*** Opening of Selected extract ***
Today, the hard stop is five to 10 years away, within the career plans of current officials. In the next decade, and probably within five years, some large states are going to face insolvency due to pensions, absent major changes.

There are some reassuring facts. Many states are in pretty good shape, and many others still have time and resources to fix things. There is no serious chance of retirees being impoverished. What's in doubt is whether states will pay promised benefits to retirees with large pensions or significant outside income or assets.  Also, although most of the problem is created by politicians and union leaders cutting deals to promise future unfunded benefits to keep voters happy, there are also plenty of stories of politicians and union leaders risking their careers to stand up for honest pensions.

It's important to distinguish between actuarial problems (the present value of projected future benefit payments exceeds the funds set aside to pay them plus projected future contributions) and cash problems (not having the money to send out this month's checks). Actuarial problems are always debatable and usually involve the distant future. Cash shortfalls are undeniable and immediate.

New Jersey has $78 billion in its state pension fund, which is supposed to cover future payments with a present value of $280 billion. But that latter number is a projection. You can ignore it if you wish, or hope that soaring investment returns or a pandemic among retired workers will fix it. A more certain figure is that the $78 billion represents less than seven years of required cash payments.
*** Close of Selected extract ***
*** Opening of Record extracts ***
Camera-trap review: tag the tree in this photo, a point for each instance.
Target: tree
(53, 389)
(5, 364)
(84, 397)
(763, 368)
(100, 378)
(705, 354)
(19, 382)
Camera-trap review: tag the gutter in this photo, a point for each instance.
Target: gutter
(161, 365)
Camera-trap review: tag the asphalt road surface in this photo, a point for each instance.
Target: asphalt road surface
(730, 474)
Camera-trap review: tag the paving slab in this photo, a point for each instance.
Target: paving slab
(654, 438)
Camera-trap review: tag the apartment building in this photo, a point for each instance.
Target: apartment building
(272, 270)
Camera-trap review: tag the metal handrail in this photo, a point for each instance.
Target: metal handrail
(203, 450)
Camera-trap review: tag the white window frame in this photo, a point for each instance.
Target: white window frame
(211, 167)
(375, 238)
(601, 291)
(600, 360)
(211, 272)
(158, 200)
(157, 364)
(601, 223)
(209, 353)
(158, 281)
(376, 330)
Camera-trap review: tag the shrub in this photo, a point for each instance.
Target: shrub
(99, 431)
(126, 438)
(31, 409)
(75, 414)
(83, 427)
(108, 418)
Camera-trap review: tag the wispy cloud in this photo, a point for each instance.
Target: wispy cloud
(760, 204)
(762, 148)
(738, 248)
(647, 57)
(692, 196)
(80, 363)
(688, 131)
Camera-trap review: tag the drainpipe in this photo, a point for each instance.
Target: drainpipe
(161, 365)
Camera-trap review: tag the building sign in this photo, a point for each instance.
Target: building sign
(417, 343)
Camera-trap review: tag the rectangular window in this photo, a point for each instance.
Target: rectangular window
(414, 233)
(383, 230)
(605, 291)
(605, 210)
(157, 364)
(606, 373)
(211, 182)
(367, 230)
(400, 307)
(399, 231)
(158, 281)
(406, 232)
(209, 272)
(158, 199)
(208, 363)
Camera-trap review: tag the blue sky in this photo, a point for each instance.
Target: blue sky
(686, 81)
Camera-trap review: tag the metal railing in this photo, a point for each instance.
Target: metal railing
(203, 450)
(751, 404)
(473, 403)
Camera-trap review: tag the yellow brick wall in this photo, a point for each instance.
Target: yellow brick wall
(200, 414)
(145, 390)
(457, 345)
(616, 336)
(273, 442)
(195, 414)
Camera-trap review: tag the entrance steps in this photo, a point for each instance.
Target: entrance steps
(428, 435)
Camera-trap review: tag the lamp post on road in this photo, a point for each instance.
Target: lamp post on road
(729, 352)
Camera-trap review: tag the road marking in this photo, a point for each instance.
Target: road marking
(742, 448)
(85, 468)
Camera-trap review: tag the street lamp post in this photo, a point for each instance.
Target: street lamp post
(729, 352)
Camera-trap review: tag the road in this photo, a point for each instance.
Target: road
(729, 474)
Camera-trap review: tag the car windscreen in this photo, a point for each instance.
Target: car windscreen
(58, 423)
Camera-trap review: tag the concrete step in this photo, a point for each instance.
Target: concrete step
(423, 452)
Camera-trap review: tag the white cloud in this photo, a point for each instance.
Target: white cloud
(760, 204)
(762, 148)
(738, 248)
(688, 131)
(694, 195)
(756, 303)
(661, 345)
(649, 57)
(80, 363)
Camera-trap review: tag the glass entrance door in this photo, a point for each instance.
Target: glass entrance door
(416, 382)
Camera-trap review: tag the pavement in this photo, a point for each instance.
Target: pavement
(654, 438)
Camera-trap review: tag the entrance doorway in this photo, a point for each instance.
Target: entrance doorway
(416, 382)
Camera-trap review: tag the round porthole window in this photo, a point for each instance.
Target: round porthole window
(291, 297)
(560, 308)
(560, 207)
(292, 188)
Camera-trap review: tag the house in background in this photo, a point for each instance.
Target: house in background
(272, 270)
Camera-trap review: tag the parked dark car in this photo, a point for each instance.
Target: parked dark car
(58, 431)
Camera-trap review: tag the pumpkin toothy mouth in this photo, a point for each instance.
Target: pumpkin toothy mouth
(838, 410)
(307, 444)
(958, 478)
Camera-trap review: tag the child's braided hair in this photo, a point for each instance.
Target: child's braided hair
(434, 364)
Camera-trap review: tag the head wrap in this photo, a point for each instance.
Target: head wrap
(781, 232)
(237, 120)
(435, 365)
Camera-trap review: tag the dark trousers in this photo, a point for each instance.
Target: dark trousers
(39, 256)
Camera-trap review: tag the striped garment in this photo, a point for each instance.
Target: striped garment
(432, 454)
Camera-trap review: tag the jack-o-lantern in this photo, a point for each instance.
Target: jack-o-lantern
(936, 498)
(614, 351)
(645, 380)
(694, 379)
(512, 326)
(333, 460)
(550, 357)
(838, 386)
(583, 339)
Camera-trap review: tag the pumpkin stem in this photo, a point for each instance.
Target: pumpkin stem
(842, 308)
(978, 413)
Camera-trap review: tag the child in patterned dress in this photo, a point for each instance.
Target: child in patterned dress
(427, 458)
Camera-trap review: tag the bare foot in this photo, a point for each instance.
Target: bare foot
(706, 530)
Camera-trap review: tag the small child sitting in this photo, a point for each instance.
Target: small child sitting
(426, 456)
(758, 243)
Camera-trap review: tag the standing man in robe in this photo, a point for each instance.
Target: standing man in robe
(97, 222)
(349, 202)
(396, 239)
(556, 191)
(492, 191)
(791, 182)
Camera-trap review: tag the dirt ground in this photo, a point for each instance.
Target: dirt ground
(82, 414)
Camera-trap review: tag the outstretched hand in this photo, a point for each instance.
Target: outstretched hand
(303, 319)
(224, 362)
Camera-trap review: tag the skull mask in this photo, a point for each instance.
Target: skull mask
*** Close of Record extracts ***
Goal of the exercise: In the pension excerpt above, why does the writer call the fact that New Jersey's $78 billion covers "less than seven years of required cash payments" more certain than the $280 billion figure? Answer in one to three sentences.

The answer: The $280 billion is only a projection of future payments, so it can be ignored or hoped away through soaring investment returns or a pandemic among retired workers. The seven-year figure compares the money on hand with required cash payments, and cash shortfalls are undeniable and immediate.